### TASK REQUIREMENTS
In the article on mixed-bit expert quantization, what peak memory use would converting all 512 experts at once reach for Qwen3.5?

### SELECTED TEXT
- - - - -

We built a custom kernel that assigns different bit widths to individual experts in MoE models. It preserved model quality perfectly, and was too slow to use in production.
Introduction
After profiling expert activation patterns in Qwen3-235B and Qwen3.5-397B (see Article 1), we had a clear picture: some experts are critical (need 8-bit), most are standard (4-bit works fine), some can be aggressively compressed (2-bit), and many can be pruned outright. The question was how to actually implement this.
Turns out that's harder than it sounds. The standard MLX framework doesn't support per-expert bit widths. This article describes the constraint we hit, the custom kernel we built to work around it, the quality results (excellent), and the speed results (a dealbreaker).
The QuantizedSwitchLinear Constraint
MLX's QuantizedSwitchLinear is the standard layer type for quantized MoE expert weights. It stores all experts' quantized weights in a single tensor and dispatches to the selected experts during the forward pass.
Here's the problem: all experts in a QuantizedSwitchLinear must share the same bit width. The quantized weight tensor has a fixed element size. You can't have expert 0's weights at 8-bit and expert 47's weights at 4-bit in the same tensor.
So the standard quantization path gives you one choice per layer: all experts at 4-bit, or all experts at 8-bit. No mixing.
MixedBitSwitchGLU: Our Solution
We built MixedBitSwitchGLU, a drop-in replacement for the standard SwitchGLU (the gated linear unit in Qwen's MoE blocks). The core idea: group experts by bit width into separate QuantizedSwitchLinear instances, then mask-and-combine the results.
Architecture
For a layer with experts at three bit widths (8, 4, 2) plus some pruned:
Input tokens + routing indices
|
┌─────┼──────────────┐
v v v
Group A Group B Group C
(8-bit) (4-bit) (2-bit)
23 exp 345 exp 80 exp
| | |
v v v
QSwitchL QSwitchL QSwitchL
| | |
v v v
Mask A Mask B Mask C
| | |
└─────┼──────────────┘
v
Sum (combine)
|
v
Output
Each group is a standard QuantizedSwitchLinear with uniform bits within the group. The mask zeroes out contributions from experts not in that group, so each token only gets output from the group that contains its routed expert.
The Mask-and-Combine Dispatch
def __call__(self, x, indices):
output = mx.zeros_like(expected_output)
for group in self.groups:
# Run ALL tokens through this group's QuantizedSwitchLinear
group_output = group.switch_linear(x, indices)
# Mask: only keep results for tokens routed to experts in this group
mask = build_group_mask(indices, group.expert_indices)
output = output + group_output * mask
return output
Every group processes every token, but the mask ensures only the correct group's output counts for each token-expert pair. Yes, this is wasteful. If you have 3 groups, you're doing 3x the computation. But it keeps everything as standard MLX tensor operations.
Memory-Efficient Conversion
Converting 512 experts at once would spike to about 26 GB peak for Qwen3.5. We convert per-group instead:
for group in bit_groups:
# Only dequantize THIS group's experts (e.g., 23 out of 512)

- - - - -

### DATA EXTRACT
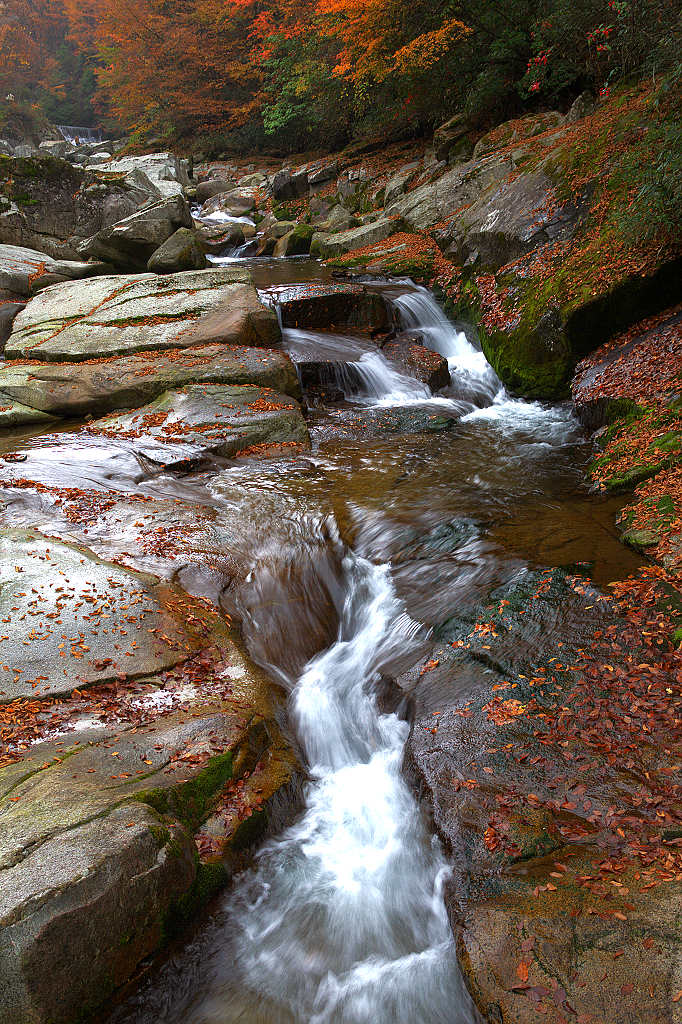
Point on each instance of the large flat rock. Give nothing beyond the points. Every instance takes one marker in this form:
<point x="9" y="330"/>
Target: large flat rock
<point x="552" y="780"/>
<point x="141" y="805"/>
<point x="22" y="269"/>
<point x="331" y="306"/>
<point x="204" y="419"/>
<point x="435" y="201"/>
<point x="164" y="170"/>
<point x="73" y="389"/>
<point x="70" y="620"/>
<point x="339" y="243"/>
<point x="115" y="315"/>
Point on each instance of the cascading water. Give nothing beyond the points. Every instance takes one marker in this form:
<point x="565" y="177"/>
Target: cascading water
<point x="471" y="373"/>
<point x="343" y="918"/>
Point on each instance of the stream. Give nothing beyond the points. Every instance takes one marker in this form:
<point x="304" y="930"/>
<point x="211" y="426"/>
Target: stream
<point x="411" y="506"/>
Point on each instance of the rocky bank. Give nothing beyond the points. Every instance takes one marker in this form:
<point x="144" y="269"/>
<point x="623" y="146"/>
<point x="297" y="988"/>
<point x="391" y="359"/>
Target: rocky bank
<point x="143" y="753"/>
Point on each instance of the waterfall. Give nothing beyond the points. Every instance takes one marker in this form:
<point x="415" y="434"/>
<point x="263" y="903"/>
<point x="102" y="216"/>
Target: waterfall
<point x="469" y="370"/>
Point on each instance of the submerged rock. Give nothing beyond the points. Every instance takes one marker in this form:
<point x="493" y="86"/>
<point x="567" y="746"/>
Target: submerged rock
<point x="116" y="315"/>
<point x="330" y="306"/>
<point x="165" y="170"/>
<point x="112" y="839"/>
<point x="184" y="425"/>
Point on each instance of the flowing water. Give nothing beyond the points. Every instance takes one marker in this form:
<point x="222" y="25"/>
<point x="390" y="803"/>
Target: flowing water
<point x="410" y="508"/>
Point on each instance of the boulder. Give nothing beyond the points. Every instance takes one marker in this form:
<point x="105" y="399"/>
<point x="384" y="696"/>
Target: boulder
<point x="452" y="140"/>
<point x="330" y="306"/>
<point x="296" y="242"/>
<point x="320" y="176"/>
<point x="140" y="186"/>
<point x="337" y="244"/>
<point x="113" y="836"/>
<point x="534" y="337"/>
<point x="164" y="169"/>
<point x="409" y="353"/>
<point x="79" y="389"/>
<point x="254" y="180"/>
<point x="509" y="220"/>
<point x="351" y="184"/>
<point x="400" y="181"/>
<point x="53" y="147"/>
<point x="130" y="243"/>
<point x="8" y="311"/>
<point x="213" y="186"/>
<point x="237" y="203"/>
<point x="43" y="582"/>
<point x="183" y="426"/>
<point x="51" y="206"/>
<point x="22" y="270"/>
<point x="181" y="252"/>
<point x="117" y="315"/>
<point x="290" y="184"/>
<point x="515" y="131"/>
<point x="214" y="239"/>
<point x="554" y="914"/>
<point x="435" y="201"/>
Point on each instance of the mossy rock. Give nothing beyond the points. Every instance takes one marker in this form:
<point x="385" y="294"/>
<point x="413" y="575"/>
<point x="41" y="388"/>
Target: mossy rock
<point x="299" y="240"/>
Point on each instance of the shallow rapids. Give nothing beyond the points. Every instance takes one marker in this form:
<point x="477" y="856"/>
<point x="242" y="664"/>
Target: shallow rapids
<point x="411" y="508"/>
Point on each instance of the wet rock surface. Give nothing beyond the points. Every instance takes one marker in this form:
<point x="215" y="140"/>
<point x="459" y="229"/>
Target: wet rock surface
<point x="334" y="306"/>
<point x="116" y="833"/>
<point x="114" y="315"/>
<point x="24" y="271"/>
<point x="185" y="425"/>
<point x="563" y="901"/>
<point x="411" y="355"/>
<point x="78" y="389"/>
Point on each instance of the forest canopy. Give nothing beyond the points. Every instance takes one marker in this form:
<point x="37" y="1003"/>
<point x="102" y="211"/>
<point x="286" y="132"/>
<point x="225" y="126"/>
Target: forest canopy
<point x="304" y="74"/>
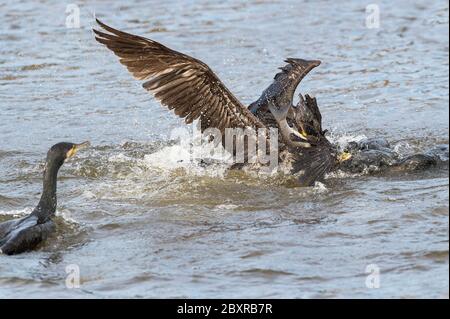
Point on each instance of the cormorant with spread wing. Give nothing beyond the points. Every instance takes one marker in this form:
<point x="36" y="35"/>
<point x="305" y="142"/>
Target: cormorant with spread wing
<point x="192" y="90"/>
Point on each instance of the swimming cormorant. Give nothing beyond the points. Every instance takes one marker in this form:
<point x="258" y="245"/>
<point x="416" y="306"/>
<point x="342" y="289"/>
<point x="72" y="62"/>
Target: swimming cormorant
<point x="20" y="235"/>
<point x="190" y="88"/>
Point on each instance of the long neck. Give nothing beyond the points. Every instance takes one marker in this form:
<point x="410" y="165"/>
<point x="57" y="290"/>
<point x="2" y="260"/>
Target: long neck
<point x="47" y="204"/>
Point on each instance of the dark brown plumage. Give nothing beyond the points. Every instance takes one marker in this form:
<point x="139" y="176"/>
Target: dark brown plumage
<point x="180" y="82"/>
<point x="190" y="88"/>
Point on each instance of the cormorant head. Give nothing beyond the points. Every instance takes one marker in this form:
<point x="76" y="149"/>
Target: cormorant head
<point x="58" y="153"/>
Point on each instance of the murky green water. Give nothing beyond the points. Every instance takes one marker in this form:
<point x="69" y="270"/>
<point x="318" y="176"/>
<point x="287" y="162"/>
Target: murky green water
<point x="140" y="223"/>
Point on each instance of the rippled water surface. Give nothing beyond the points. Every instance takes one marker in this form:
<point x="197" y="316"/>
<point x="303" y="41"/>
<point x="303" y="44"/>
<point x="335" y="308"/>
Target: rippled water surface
<point x="140" y="222"/>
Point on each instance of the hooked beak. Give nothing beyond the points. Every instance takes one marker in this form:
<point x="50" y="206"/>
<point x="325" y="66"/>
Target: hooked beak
<point x="344" y="156"/>
<point x="76" y="148"/>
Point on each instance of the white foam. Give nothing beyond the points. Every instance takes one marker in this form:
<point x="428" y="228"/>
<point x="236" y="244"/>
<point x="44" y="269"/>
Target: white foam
<point x="17" y="213"/>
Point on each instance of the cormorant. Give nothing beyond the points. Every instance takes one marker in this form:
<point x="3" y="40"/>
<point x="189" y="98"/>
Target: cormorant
<point x="190" y="88"/>
<point x="20" y="235"/>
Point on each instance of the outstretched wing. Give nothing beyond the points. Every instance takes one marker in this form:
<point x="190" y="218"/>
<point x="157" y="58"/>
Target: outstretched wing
<point x="180" y="82"/>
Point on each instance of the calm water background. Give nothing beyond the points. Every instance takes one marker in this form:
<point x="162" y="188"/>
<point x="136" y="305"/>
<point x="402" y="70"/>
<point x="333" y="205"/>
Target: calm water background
<point x="140" y="223"/>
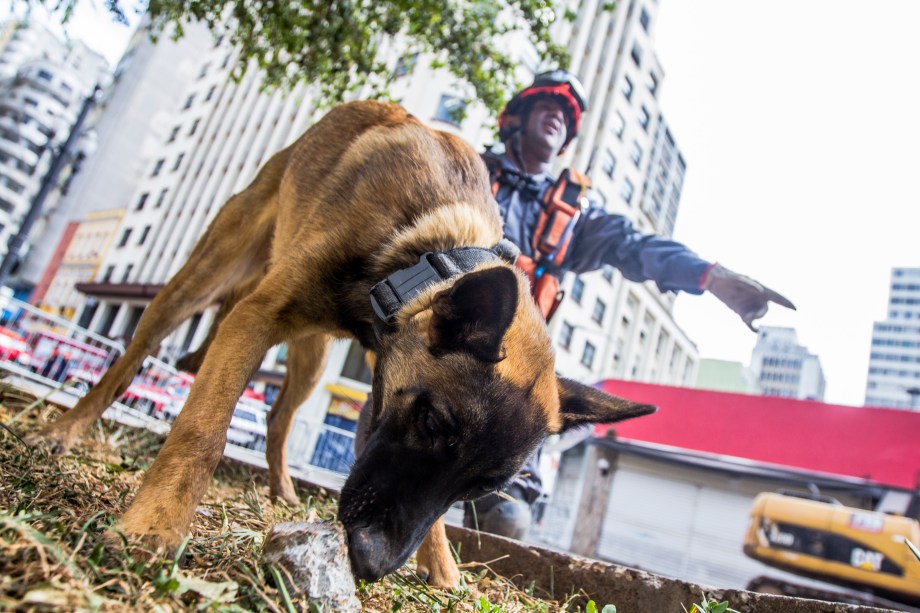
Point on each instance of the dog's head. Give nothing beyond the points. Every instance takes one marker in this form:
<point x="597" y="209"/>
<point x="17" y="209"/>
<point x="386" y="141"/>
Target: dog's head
<point x="464" y="393"/>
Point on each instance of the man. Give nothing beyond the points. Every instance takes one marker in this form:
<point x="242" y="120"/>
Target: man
<point x="536" y="126"/>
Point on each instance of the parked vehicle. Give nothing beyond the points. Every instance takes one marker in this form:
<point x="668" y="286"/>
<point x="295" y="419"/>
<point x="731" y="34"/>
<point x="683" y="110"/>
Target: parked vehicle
<point x="13" y="348"/>
<point x="819" y="538"/>
<point x="60" y="357"/>
<point x="248" y="426"/>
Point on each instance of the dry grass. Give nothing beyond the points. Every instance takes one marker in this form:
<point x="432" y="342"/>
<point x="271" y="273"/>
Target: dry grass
<point x="53" y="510"/>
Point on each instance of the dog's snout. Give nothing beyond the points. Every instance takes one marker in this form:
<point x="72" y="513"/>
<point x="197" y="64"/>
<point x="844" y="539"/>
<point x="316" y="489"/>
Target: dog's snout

- - - - -

### ANSWER FOR THIS EXERCISE
About 26 GB.